** WORK INSTRUCTION 1 **
Say whether each statement agrees with the book review, answering yes or no and quoting the words of the review that decide it: (a) The reviewer had read another novel by Boyne before this one. (b) The novel shows Cyril every ten years of his life. (c) Catherine Goggin was expelled from her home in Goleen in 1945.
** WORK INSTRUCTION 2 **
According to the book review, who runs the tearooms of Dáil Éireann in the novel?
(PROVIDED PASSAGE Opens)
Others take time to digest and consider and reflect on. And this beautiful, heart-aching, visceral, funny, tragic novel is one of the latter. But as yesterday was the International Day Against Homophobia Biphobia Intersexism and Transphobia  – should not every day be against those things? And the use of the suffix “phobia” irks me because this not not about phobia, it’s about bigotry and bullying. But I digress. As yesterday marked the International Day against Homophobia, Biphobia, Intersexism and Transphobia, it seemed an apt time to bring this review into the light.

Because this novel is an absolute gem!

It is a delight and treasure, all the more wonderful because my hopes for it were not massive: I’d only read The Boy In the Striped Pyjamas by Boyne before and had not found it as powerful or compelling as its content matter should have been. The Heart’s Invisible Furies, however, is a tour de force.

We have here an episodic and picaresque Bildungsroman following the life of Cyril Avery – adopted by the Averys and never a real Avery.  We see Cyril every seven years of his life, starting as he is growing inside the womb of Catherine Goggin and ending as a seventy year old man. Over these visits to him, we glimpse the the horrors of the Irish attitude to homosexuality and very viscerally the violence that homophobic attitudes generate – and other forms of bigotry as Catherine Goggin’s denouncement and expulsion from her rural home in Goleen in Cork in 1945 for extra-marital sex is as bigoted as the homophobia we see. In fact, I would have liked to have seen more of Catherine Goggin: her flightly, wilful, self-deceptive, stubborn self-recreation in Dublin was a tour-de-force and, whilst she recurred and was significant throughout the seventy years, I found hat I missed having her as my point-of-view character.

Nor does Boyne shy away from the privations forced on the gay community in Ireland and the lengths that they were forced to go to in order to meet their needs, or in order to hide or “cure” them. The tawdriness of anonymous meetings in the parks and toilets and alleys is not shied away from and Boyne does not glamorise it in any way. At no point in his time in Ireland do we see any stable, happy or open homosexual relationship: the atmosphere – which strikes the reader as wholly authentic and toxic – forces the encounters to be unsatisfying and purely physical. There is a clear political message being driven home here and a religious one.

Boyne also explores the fallibility of memory and recollections: as characters meet and leave and meet again, we see that memories differ. Who showed whom their penis first? When does a lie become so powerful it becomes a truth and when is the truth insurmountably present. Whereas Catherine could reinvent herself successfully, Cyril’s attempts to fit into a society that demonised his sexuality and his attempts even to marry and deny his sexuality fail time and time again in the face of the single inalienable fact that Cyril is gay. And reality and fiction bleed together as we get cameos of Brendan Behan conversing somewhat incongruously with the fourteen year old Cyril and best friend Julian and somewhat lecherously the girls they had gone there with; a Charles Haughey haunts the tearooms of Dáil Éireann, run by Catherine Goggin.
(PROVIDED PASSAGE Closes)
(DATASET ENTRIES Opens)
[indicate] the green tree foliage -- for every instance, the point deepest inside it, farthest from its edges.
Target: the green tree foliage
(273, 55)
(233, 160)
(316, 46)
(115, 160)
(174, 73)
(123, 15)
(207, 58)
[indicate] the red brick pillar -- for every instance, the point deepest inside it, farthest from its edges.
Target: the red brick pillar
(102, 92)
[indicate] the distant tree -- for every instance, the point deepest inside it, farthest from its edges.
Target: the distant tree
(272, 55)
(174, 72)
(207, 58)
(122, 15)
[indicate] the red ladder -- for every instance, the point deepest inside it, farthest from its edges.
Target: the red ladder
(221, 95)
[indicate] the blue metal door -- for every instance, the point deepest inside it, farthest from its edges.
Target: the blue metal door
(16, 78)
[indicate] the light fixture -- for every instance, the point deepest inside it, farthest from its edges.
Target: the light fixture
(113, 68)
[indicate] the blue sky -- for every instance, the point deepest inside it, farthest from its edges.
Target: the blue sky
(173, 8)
(DATASET ENTRIES Closes)
** WRITTEN RESPONSE 1 **
(a) Yes: "I’d only read The Boy In the Striped Pyjamas by Boyne before"
(b) No: "We see Cyril every seven years of his life"
(c) Yes: "Catherine Goggin’s denouncement and expulsion from her rural home in Goleen in Cork in 1945 for extra-marital sex"

** WRITTEN RESPONSE 2 **
Catherine Goggin